▶ _TEXT TO READ_:
# Icefishing



## cavedude (Oct 20, 2006)

I know that icefishing is officially over but I thought I would give everyone the gratification of seeing the topic flag lit up  
Has everyone broke out the open water fishing gear yet?


----------



## averyghg (Oct 16, 2006)

i was out in MN for the weekend, and there's still ice on the big lakes. I guess my uncle saw a couple of people walking out on Rush lake still this weekend in search of some LATE-ice fish......You sure as h3ll wouldn't catch me out there! :-?


----------



## blhunter3 (May 5, 2007)

There are still fourwheelers out on Battle Lake. This will be the first year that we will be in the field before the ice goes on the lakes, according to my bosses parents. (there are live long residents and are in their late 70's). I better knock on wood.


----------



## honkerslayr (Dec 14, 2006)

I've broken out the long poles on the red here in grand forks. But have been unsuccessfull, still learning to fish the river in the early months. But there are fish to be caught, it's a nice change of pace to be on open water, but I still love ice fishing. :beer:


----------



## MallardMayhem21 (Mar 8, 2006)

This week I am going to sort through the tackle box, put new line on the reels, maybe even get the boat out and check things over!! Cant wait to hit the water. :beer:


----------



## BeekBuster (Jul 22, 2007)

▶ _PROBLEM TO WORK ON_:
Revise the part of the icefishing thread that begins at the words "I know that" and stops after "out there! :-?", putting "week" in place of "weekend" each time it appears. The listing that comes next is separate material from the icefishing thread.

▶ _DATA BLOCK_:
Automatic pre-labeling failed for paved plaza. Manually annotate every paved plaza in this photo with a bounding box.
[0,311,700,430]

▶ _OUTPUT OF THE TASK_:
I know that icefishing is officially over but I thought I would give everyone the gratification of seeing the topic flag lit up  
Has everyone broke out the open water fishing gear yet?


----------



## averyghg (Oct 16, 2006)

i was out in MN for the week, and there's still ice on the big lakes. I guess my uncle saw a couple of people walking out on Rush lake still this week in search of some LATE-ice fish......You sure as h3ll wouldn't catch me out there! :-?